Image location labeling items
■ ■ ■

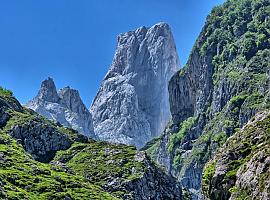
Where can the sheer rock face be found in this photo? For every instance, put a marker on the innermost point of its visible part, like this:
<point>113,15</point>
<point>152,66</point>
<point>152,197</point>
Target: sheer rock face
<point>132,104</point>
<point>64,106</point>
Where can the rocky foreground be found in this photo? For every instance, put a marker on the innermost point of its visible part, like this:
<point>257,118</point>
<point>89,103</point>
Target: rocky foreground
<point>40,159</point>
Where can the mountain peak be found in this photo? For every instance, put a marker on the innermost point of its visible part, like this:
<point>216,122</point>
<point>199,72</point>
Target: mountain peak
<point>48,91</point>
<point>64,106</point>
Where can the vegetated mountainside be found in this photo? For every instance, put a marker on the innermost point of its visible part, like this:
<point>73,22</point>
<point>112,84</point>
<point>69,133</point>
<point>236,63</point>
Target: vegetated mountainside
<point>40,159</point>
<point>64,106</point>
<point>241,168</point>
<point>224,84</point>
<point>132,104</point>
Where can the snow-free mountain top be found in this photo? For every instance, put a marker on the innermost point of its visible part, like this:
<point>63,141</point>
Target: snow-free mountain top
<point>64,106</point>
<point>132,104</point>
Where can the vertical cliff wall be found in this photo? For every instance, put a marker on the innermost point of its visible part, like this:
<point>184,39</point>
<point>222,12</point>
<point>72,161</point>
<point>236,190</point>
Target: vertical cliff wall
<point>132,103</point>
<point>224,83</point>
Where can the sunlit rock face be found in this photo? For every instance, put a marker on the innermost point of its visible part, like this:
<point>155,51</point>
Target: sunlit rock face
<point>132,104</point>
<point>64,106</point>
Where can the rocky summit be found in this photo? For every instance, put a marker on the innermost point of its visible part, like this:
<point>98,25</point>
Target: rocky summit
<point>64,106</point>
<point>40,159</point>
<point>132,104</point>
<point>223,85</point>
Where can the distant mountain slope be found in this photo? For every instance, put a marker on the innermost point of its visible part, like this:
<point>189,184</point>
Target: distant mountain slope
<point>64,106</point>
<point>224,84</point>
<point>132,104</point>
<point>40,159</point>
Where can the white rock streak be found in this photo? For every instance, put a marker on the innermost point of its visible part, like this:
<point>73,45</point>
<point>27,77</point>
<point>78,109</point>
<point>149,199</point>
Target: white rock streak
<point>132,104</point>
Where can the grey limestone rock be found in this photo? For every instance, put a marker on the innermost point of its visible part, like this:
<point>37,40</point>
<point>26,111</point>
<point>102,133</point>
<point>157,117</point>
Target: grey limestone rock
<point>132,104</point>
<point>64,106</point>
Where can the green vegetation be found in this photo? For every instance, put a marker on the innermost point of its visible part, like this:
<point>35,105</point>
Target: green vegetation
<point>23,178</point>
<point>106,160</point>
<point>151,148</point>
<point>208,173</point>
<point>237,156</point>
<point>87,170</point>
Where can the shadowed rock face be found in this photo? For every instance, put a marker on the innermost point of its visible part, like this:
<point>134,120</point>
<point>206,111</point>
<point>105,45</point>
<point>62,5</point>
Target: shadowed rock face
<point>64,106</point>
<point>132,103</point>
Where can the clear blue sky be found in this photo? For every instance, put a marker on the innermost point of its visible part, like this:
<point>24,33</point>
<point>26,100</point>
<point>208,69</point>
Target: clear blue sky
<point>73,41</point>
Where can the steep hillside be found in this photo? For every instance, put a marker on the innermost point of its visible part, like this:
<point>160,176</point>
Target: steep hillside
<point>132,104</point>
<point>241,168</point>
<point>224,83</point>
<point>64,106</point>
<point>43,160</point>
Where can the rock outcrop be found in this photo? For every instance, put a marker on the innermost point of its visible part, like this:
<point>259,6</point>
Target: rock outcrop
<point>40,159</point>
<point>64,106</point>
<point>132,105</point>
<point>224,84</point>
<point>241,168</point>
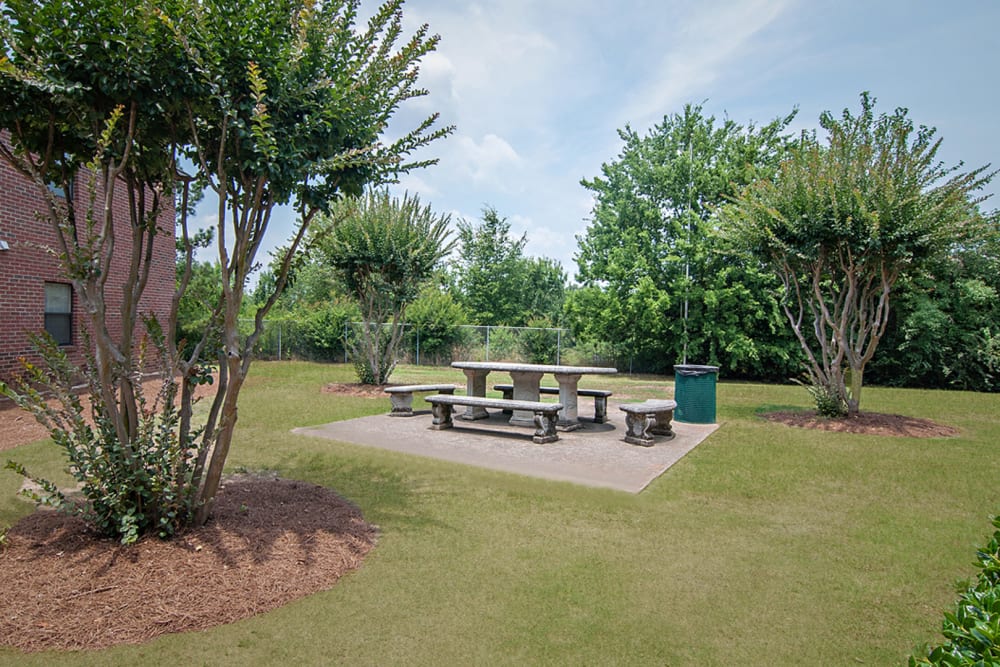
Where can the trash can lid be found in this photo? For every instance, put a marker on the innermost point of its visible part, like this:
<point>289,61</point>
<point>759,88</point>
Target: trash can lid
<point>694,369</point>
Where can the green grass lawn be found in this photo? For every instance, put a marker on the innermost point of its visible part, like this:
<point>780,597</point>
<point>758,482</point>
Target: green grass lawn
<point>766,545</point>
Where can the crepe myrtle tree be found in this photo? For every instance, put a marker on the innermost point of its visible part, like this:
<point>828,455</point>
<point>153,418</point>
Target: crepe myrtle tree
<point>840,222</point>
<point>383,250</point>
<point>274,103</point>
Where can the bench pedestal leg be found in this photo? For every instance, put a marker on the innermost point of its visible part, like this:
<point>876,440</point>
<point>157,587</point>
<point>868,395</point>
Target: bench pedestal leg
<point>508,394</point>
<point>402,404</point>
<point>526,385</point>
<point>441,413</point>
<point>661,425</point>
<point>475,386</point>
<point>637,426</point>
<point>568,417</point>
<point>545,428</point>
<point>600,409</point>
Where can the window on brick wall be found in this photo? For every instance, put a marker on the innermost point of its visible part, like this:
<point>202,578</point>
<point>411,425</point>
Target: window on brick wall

■ ■ ■

STATED EXERCISE - Copy out only the items from the line that contains "Where can the grey" through the line that contains "<point>87,170</point>", both lines included, with the requests in that span. Shift every answer coordinate by adding 8 to each of its numbers, and leave the sample points in the requests unchanged.

RESPONSE -
Where can the grey limestone rock be found in this photo? For every instance, put a marker on the innermost point of its visible part, like this:
<point>37,40</point>
<point>26,111</point>
<point>102,133</point>
<point>157,117</point>
Target: grey limestone rock
<point>140,112</point>
<point>72,114</point>
Where can the green vegetation be found in this photo? For every instance, put a marker on the innermost point of its visible part, like this:
<point>35,105</point>
Target: green vegetation
<point>31,186</point>
<point>114,168</point>
<point>159,156</point>
<point>216,181</point>
<point>245,164</point>
<point>95,178</point>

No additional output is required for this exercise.